[What you will do]: Collect all lines from the records below that include the word "wooden".

[Opening Supplied information section]

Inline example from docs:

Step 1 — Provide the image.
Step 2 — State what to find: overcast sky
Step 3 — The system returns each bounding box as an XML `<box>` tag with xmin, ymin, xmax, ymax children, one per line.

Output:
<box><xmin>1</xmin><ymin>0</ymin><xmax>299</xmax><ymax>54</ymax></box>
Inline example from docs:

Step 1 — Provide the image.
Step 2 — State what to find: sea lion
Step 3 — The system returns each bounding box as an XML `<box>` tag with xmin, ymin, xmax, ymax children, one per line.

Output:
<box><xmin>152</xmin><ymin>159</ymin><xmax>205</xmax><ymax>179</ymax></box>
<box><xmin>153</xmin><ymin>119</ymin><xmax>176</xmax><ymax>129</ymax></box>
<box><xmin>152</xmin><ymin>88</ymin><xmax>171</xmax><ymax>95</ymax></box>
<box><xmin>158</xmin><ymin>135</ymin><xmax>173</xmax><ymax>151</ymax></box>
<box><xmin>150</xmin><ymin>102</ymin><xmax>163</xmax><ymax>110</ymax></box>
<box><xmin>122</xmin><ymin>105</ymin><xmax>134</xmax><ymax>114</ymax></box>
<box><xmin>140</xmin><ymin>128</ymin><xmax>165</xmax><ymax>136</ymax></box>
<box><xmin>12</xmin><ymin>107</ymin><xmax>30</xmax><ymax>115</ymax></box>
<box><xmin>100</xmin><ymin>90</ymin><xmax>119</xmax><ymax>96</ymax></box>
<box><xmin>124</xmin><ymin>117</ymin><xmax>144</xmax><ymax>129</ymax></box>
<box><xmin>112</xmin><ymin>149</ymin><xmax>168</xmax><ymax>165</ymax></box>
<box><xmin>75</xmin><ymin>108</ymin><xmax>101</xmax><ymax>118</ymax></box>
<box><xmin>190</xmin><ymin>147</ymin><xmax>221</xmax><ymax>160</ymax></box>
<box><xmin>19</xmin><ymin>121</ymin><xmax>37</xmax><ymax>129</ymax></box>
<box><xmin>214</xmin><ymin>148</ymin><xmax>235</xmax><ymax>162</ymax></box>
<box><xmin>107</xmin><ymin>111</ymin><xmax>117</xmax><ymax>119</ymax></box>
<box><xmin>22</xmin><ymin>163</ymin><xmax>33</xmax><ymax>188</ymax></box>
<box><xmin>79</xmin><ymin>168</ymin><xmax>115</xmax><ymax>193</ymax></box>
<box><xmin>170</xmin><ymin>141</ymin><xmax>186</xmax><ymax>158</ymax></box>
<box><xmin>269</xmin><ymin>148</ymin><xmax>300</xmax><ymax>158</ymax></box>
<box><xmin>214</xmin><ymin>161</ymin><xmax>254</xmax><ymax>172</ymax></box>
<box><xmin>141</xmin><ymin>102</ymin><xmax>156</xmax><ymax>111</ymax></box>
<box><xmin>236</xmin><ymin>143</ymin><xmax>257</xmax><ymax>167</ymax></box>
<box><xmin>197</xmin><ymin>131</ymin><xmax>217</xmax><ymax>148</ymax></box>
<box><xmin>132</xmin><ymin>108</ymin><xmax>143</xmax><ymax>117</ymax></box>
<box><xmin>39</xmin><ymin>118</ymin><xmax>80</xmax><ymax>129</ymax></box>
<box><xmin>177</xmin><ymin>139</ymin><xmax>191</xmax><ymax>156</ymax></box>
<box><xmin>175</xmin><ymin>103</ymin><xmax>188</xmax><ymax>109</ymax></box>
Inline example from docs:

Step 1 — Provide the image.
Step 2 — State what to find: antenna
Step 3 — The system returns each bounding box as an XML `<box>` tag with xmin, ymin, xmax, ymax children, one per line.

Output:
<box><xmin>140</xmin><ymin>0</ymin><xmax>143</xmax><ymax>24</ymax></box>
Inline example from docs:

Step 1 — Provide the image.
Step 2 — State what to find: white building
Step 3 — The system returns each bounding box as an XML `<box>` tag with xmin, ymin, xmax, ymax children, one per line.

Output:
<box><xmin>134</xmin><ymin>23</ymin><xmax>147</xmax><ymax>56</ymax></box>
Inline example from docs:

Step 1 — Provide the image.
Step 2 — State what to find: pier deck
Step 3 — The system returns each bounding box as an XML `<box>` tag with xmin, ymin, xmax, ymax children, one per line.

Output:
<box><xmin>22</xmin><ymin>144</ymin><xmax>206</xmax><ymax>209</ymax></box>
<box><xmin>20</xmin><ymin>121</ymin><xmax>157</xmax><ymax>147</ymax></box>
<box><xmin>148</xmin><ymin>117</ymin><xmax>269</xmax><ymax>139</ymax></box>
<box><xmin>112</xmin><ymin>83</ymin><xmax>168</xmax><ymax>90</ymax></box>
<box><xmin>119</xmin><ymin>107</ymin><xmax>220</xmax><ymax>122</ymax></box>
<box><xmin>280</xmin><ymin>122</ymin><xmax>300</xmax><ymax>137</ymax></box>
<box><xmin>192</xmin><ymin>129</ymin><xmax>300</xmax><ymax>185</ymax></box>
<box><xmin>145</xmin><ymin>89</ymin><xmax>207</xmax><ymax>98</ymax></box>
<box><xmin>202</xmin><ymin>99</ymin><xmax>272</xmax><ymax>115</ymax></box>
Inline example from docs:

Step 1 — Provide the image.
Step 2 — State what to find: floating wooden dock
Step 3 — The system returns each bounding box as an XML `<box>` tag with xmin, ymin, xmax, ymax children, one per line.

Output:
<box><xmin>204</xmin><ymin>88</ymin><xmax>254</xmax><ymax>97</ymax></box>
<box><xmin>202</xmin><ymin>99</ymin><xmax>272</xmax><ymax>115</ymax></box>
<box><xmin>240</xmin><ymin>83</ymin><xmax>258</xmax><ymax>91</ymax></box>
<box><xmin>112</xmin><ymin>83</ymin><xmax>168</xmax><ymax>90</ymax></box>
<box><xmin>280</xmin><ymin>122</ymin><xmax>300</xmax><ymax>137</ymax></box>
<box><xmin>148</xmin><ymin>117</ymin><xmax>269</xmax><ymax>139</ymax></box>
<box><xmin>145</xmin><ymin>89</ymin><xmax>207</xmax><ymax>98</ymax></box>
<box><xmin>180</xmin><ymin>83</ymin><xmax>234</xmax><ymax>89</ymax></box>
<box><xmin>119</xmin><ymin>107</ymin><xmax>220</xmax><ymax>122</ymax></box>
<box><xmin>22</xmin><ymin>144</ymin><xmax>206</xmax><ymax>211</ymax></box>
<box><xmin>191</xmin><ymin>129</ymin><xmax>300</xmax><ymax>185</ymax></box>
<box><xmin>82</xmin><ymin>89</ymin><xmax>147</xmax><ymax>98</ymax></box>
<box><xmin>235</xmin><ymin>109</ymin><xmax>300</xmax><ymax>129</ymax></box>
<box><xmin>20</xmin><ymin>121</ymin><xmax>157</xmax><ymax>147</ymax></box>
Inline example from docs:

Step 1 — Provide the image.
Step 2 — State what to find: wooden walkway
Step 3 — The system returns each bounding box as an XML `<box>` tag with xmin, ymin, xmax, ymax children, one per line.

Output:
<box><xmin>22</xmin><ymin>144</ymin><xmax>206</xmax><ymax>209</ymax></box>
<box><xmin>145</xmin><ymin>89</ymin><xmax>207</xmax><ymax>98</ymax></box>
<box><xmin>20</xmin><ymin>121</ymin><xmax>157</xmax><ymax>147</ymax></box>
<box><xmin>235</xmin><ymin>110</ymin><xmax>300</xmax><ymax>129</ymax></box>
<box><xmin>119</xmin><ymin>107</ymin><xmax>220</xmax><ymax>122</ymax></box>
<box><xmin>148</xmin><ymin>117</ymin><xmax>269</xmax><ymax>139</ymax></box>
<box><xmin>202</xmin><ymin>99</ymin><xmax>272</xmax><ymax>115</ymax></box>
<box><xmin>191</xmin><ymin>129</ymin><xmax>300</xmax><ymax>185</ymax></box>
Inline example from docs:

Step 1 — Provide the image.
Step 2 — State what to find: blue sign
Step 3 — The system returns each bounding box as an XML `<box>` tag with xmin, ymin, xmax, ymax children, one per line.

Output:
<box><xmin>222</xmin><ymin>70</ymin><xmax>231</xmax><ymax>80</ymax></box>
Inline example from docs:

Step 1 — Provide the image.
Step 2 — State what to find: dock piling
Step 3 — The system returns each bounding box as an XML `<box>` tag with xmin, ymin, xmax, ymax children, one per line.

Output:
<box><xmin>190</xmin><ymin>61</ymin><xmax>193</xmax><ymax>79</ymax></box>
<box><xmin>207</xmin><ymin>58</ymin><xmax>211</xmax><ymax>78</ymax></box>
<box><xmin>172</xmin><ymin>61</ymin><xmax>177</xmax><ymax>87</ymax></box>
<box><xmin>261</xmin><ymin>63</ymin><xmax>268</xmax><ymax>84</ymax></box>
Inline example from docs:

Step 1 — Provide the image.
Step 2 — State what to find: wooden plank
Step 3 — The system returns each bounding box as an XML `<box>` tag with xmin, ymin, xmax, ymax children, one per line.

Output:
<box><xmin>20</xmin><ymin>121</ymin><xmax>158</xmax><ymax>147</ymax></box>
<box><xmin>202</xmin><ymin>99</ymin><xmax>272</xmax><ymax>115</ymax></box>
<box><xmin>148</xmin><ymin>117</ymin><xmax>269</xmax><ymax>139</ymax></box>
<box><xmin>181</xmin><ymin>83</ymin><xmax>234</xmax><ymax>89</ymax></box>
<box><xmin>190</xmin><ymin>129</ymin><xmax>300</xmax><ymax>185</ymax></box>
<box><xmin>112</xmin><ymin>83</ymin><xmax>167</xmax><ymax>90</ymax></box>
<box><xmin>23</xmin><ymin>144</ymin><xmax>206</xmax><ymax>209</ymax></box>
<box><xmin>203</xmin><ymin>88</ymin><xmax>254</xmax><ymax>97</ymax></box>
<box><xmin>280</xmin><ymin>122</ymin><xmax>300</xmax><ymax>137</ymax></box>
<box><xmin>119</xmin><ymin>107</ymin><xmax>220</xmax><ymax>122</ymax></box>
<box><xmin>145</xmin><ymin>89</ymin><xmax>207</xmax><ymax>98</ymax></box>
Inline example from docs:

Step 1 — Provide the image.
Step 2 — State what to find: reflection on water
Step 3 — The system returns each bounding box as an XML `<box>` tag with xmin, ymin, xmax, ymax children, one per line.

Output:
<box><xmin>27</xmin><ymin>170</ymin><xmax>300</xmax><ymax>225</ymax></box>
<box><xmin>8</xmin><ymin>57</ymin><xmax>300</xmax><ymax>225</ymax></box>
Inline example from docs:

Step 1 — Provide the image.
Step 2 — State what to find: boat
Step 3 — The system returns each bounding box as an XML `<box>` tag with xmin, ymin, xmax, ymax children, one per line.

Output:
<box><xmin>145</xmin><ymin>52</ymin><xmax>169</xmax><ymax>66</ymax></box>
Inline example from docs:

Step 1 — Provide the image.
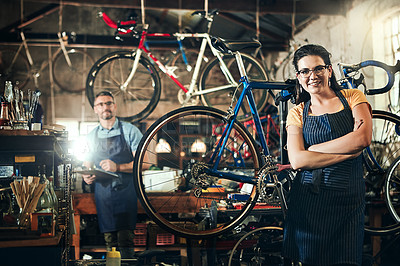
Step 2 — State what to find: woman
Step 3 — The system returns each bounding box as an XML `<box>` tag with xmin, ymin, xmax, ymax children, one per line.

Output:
<box><xmin>282</xmin><ymin>44</ymin><xmax>372</xmax><ymax>265</ymax></box>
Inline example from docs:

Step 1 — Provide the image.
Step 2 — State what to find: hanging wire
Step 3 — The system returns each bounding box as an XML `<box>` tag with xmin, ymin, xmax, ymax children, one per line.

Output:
<box><xmin>291</xmin><ymin>0</ymin><xmax>296</xmax><ymax>40</ymax></box>
<box><xmin>256</xmin><ymin>0</ymin><xmax>260</xmax><ymax>41</ymax></box>
<box><xmin>20</xmin><ymin>0</ymin><xmax>23</xmax><ymax>24</ymax></box>
<box><xmin>141</xmin><ymin>0</ymin><xmax>145</xmax><ymax>25</ymax></box>
<box><xmin>178</xmin><ymin>0</ymin><xmax>182</xmax><ymax>33</ymax></box>
<box><xmin>58</xmin><ymin>0</ymin><xmax>63</xmax><ymax>33</ymax></box>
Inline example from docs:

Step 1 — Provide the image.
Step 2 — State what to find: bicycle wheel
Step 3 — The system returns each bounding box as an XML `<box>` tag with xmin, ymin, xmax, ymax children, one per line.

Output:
<box><xmin>280</xmin><ymin>54</ymin><xmax>296</xmax><ymax>81</ymax></box>
<box><xmin>199</xmin><ymin>53</ymin><xmax>269</xmax><ymax>121</ymax></box>
<box><xmin>228</xmin><ymin>226</ymin><xmax>283</xmax><ymax>266</ymax></box>
<box><xmin>0</xmin><ymin>48</ymin><xmax>30</xmax><ymax>89</ymax></box>
<box><xmin>52</xmin><ymin>49</ymin><xmax>94</xmax><ymax>93</ymax></box>
<box><xmin>86</xmin><ymin>50</ymin><xmax>161</xmax><ymax>123</ymax></box>
<box><xmin>133</xmin><ymin>106</ymin><xmax>262</xmax><ymax>238</ymax></box>
<box><xmin>170</xmin><ymin>48</ymin><xmax>210</xmax><ymax>87</ymax></box>
<box><xmin>363</xmin><ymin>110</ymin><xmax>400</xmax><ymax>235</ymax></box>
<box><xmin>384</xmin><ymin>156</ymin><xmax>400</xmax><ymax>224</ymax></box>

[Closing Supplied information section]

[Exercise solution]:
Step 2 — State what to find: floating wooden dock
Step 2 — State what to find: wooden walkway
Step 2 — State what to find: wooden plank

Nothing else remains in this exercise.